_Work order:_ Please write out the listing beneath this sentence exactly, from its first line to the line with "SCAN woman's lips -> rect", and stop there.

Start of Supplied material

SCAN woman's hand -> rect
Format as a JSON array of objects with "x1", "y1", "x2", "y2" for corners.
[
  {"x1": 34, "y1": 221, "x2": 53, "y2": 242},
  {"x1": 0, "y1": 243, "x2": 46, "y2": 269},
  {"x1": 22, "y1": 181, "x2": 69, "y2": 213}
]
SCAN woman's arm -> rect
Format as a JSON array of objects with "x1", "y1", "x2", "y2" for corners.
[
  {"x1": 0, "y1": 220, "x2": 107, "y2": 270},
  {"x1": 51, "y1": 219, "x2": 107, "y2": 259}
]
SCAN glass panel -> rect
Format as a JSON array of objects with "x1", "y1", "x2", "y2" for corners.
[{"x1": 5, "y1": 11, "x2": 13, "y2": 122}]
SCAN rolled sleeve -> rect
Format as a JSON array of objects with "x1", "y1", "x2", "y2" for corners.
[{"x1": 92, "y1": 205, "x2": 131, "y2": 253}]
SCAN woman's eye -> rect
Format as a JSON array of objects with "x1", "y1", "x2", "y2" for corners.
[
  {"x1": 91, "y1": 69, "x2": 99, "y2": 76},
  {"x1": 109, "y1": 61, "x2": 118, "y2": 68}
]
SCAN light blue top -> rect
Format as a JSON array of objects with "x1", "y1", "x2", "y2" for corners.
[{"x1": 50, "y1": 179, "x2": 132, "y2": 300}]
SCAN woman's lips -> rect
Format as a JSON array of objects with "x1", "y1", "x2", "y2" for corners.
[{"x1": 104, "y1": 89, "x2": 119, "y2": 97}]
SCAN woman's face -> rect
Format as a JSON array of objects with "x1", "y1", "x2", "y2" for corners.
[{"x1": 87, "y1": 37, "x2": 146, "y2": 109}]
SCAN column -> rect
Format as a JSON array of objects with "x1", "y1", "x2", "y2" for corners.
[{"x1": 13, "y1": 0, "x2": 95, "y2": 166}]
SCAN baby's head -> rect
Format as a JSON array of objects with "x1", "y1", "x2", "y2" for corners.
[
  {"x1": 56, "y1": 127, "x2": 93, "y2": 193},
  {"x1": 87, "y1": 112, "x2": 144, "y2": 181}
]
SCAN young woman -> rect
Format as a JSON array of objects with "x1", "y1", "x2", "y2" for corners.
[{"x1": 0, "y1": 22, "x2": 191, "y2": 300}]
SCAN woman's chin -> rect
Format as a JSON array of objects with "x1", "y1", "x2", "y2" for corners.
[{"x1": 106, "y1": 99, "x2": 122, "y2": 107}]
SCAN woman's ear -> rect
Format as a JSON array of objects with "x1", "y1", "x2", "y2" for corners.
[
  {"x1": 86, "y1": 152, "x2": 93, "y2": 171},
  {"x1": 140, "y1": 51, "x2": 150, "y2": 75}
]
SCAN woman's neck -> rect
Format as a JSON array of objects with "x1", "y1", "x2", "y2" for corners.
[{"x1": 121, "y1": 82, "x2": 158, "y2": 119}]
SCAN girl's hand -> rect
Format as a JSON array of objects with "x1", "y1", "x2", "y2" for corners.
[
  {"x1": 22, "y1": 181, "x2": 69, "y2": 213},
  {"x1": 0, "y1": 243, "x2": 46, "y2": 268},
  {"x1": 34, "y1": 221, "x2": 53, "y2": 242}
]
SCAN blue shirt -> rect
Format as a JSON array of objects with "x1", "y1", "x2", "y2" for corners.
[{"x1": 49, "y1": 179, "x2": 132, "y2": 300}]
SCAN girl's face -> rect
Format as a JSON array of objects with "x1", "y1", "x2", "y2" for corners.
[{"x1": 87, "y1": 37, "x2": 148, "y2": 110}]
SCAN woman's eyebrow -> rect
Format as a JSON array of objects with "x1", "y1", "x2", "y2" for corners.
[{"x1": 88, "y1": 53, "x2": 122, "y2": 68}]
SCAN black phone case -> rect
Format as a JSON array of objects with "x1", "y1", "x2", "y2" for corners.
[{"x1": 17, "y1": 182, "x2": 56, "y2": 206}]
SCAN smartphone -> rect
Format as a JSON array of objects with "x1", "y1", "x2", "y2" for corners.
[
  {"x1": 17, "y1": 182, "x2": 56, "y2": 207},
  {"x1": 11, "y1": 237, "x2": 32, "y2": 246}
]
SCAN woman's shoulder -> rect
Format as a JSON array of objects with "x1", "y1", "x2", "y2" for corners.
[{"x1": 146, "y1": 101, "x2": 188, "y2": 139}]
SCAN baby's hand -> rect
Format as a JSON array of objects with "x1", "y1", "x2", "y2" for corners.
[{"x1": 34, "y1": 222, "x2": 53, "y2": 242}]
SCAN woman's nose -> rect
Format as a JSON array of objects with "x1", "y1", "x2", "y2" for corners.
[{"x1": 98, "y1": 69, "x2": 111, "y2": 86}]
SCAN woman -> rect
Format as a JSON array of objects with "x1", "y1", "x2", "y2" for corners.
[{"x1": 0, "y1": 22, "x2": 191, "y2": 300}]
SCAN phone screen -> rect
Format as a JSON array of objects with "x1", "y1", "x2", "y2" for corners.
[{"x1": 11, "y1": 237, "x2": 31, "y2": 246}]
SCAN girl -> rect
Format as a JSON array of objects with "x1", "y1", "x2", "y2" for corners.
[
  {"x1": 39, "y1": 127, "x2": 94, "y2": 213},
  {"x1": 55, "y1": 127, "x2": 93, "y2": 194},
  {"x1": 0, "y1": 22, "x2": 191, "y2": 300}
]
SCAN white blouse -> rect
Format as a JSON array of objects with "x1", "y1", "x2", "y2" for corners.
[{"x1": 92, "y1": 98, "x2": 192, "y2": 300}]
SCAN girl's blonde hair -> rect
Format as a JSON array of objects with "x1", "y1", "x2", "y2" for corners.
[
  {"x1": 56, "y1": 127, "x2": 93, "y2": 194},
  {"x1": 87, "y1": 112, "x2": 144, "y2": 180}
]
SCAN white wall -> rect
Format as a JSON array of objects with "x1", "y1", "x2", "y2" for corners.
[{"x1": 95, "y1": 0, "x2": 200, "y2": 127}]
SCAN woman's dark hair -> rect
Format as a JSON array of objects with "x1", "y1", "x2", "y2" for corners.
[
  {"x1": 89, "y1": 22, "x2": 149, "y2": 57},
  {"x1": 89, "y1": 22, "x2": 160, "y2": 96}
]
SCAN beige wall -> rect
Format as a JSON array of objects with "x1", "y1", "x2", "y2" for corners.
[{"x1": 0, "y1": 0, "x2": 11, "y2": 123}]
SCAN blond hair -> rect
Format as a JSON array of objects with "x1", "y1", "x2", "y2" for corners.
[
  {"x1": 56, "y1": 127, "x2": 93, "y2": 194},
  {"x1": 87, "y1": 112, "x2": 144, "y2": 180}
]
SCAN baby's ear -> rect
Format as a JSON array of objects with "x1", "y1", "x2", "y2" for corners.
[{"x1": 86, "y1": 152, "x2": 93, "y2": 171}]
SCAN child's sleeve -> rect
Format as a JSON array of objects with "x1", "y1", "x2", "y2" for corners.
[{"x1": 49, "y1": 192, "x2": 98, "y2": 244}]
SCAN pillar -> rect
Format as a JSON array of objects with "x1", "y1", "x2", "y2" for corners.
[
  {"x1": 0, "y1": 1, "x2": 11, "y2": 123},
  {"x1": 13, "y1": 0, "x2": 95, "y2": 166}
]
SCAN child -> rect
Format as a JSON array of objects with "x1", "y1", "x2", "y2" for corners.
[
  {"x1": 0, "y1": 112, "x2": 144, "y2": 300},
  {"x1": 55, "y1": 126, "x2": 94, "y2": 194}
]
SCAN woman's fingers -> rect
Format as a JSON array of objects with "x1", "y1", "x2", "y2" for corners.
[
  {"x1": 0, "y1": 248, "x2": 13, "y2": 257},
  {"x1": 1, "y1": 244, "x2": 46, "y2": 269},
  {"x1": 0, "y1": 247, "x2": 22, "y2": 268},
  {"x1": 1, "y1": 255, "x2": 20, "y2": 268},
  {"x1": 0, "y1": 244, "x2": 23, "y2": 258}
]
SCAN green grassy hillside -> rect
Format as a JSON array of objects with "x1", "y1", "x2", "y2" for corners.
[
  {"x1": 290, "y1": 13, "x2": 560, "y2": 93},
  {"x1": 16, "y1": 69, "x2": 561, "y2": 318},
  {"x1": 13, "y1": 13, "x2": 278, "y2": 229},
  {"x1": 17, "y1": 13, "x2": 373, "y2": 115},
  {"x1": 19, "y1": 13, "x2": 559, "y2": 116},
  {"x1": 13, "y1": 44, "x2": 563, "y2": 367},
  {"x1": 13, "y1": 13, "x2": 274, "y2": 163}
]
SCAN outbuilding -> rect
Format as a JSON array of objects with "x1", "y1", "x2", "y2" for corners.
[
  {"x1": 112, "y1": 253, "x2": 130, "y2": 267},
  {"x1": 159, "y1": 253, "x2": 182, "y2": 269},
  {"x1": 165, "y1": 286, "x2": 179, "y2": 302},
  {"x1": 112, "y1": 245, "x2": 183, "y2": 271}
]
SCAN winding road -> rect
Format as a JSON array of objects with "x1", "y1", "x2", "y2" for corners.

End of Supplied material

_Result:_
SCAN woman's hand -> rect
Format as a JSON array of objects with "x1", "y1", "x2", "y2" for corners.
[
  {"x1": 34, "y1": 221, "x2": 53, "y2": 242},
  {"x1": 0, "y1": 243, "x2": 46, "y2": 269},
  {"x1": 22, "y1": 181, "x2": 69, "y2": 213}
]
SCAN woman's arm -> rect
Format as a JSON array of objects with "x1", "y1", "x2", "y2" for corners.
[
  {"x1": 0, "y1": 220, "x2": 107, "y2": 270},
  {"x1": 51, "y1": 219, "x2": 107, "y2": 259}
]
SCAN glass panel -> rect
Format as a JSON array of objects with "x1", "y1", "x2", "y2" for corners.
[{"x1": 5, "y1": 11, "x2": 13, "y2": 122}]
SCAN rolled sleeve -> rect
Format as a JSON array of objects with "x1", "y1", "x2", "y2" for corners.
[{"x1": 92, "y1": 205, "x2": 131, "y2": 253}]
SCAN woman's eye -> rect
Format as a JSON array of objects with "x1", "y1", "x2", "y2" for corners.
[
  {"x1": 91, "y1": 69, "x2": 99, "y2": 76},
  {"x1": 109, "y1": 61, "x2": 118, "y2": 68}
]
SCAN light blue top -> rect
Format as a JSON array of objects with "x1", "y1", "x2", "y2" for corners.
[{"x1": 50, "y1": 179, "x2": 132, "y2": 300}]
SCAN woman's lips -> rect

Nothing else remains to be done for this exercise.